*TEXT*
****

I've been in some pretty decent shows lately and they just love us canvas guys as far as I can tell.  Don't be discouraged.  And avoid doing editions, just tell people you're an honest person and you want to stay that way.  And editions aren't as limiting as most people assume, ask Thomas Kinkade about that.  For instance in most states you can perfectly legally have multiple editions of the same image.  In actual practice at art fairs, "limited edition" seems to be applied to prints-in-a-bag-in-a-bin but not to framed pieces or gallery wraps on the walls.  Just scribble "19/25" somewhere on the matte, you're good to go.

I can think of several shows in the country right now where you can gross many $10k's with the right stuff, and none of them is anti-canvas.  But don't think you'll get into one of those on your first try, somebody usually has to die for a new space to open up.

****

*REQUIREMENT 1*
Answer these from the art fair post:
(a) Whom does the writer suggest asking about editions?
(b) What does the writer say you can legally have in most states?
(c) What usually has to happen for a new space to open up at the top shows?
*REQUIREMENT 2*
Rewrite everything from "I can think" down to "to open up." in the art fair post, with "earn" in place of "gross".

****

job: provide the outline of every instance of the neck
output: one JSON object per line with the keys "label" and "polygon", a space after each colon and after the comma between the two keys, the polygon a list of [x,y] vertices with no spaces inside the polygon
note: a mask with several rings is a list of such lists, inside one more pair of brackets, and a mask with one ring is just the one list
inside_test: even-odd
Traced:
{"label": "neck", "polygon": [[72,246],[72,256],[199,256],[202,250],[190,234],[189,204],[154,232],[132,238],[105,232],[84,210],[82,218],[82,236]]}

****

*FULL SOLUTION 1*
(a) Thomas Kinkade
(b) Multiple editions of the same image
(c) Somebody has to die.

*FULL SOLUTION 2*
I can think of several shows in the country right now where you can earn many $10k's with the right stuff, and none of them is anti-canvas.  But don't think you'll get into one of those on your first try, somebody usually has to die for a new space to open up.